Excerpted passage:
------------------------------------------------------------

WL#8244: Hints for subquery strategies

Status: Complete   —   Priority: Medium

Using the new syntax and infrastructure for hints (see WL#8016 and WL#8017), add
hints to control which subquery execution strategies should be used.  This
includes whether or not to use semi-join, which semi-join strategy to use, and,
in case semi-join is not used, whether to use subquery materialization or
in-to-exists transformation.

Note that this work also should make it possible to prevent any of the semi-join
strategy, also Duplicate Weed-out, which is not possible to turn off with
optimizer_switch.

User Documentation
==================

* http://dev.mysql.com/doc/relnotes/mysql/5.7/en/news-5-7-8.html
* http://dev.mysql.com/doc/refman/5.7/en/optimizer-hints.html
F-1: The hints specified in this work log shall conform with the syntax for hints
     as specified in the HLS.
F-2: If SEMIJOIN hint is not listing any strategies, semi-join shall be used if 
     possible.  A strategy for which the corresponding optimizer_switch is on 
     will be used if possible.  If none of these strategies are applicable, the 
     Duplicate Weed-out strategy shall be used.
F-3: If SEMIJOIN hint is given with a specification of possible strategies,
     one of the listed strategies shall be used if possible.
F-4: If the listed strategies of a SEMIJOIN hint are not applicable for the 
     given query, the Duplicate Weed-out strategy shall be used.    
F-5: If NO_SEMIJOIN hint is given without listing any strategies, semi-join
     shall not be used.
F-6: If NO_SEMIJOIN hint is given with a specification of strategies not to use,
     none of the listed strategies shall be used unless the list include all
     strategies that are applicable for the query.
F-7: If the listed strategies of a NO_SEMIJOIN hint include all applicable 
     strategies for the given query, the Duplicate Weed-out strategy shall 
     be used.
F-9: If a subquery is nested within another subquery and both subqueries are    
     merged into a semi-join of an outer query, any specification of semi-join
     strategies for the inner-most query will be ignored.  SEMIJOIN/NO_SEMIJOIN 
     hints can still be used force/prevent semi-join transformation for such 
     nested subqueries.

------------------------------------------------------------

Required work:
1) According to the work log on subquery strategy hints, which semi-join strategy cannot be turned off with optimizer_switch?
2) List every requirement label, such as F-1, that appears in the work log on subquery strategy hints.
3) Resume the work log on subquery strategy hints, writing what follows its final sentence.

Provided material:
------------------------------------------------------------

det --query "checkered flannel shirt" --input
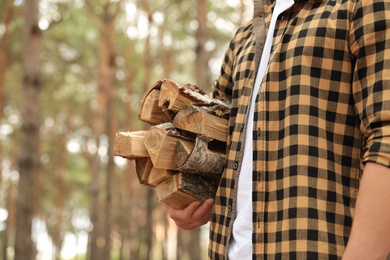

------------------------------------------------------------

Results by task:
1) Duplicate Weed-out

2) F-1, F-2, F-3, F-4, F-5, F-6, F-7, F-9

3)
F-10: If a SUBQUERY hint is given, the given strategy shall be used for subquery
      execution if possible.
F-11: A SUBQUERY(MATERIALIZATION) hint may be ignored when the query cannot 
      be executed with subquery materialization. 
F-12: If two or more of the SEMIJOIN, NO_SEMIJON, and SUBQUERY hints are 
      specified (of same or different type), the first hint will have effect 
      while subsequent hints will be ignored.  If this happens a warning will be
      given.
F-13: If new optimizer_switch, duplicateweedout, is off, Duplicate Weed-out
      strategy shall not be used unless all other strategies that are 
      applicable for the given query, is also turned off. 
The hints to be added this work log are all query block level hints as specified
in WL#8017.  The hints have the following syntax:

  HINT([@QB_NAME] [arguments])

If QB_NAME is specified, this hint affects the query block with give the given
query block name, otherwise it belongs to current query block.  For subquery
hints this means that the hint should normally either be placed in the relevant
subquery block, or in the top query block with a specification of which query
block it should apply to.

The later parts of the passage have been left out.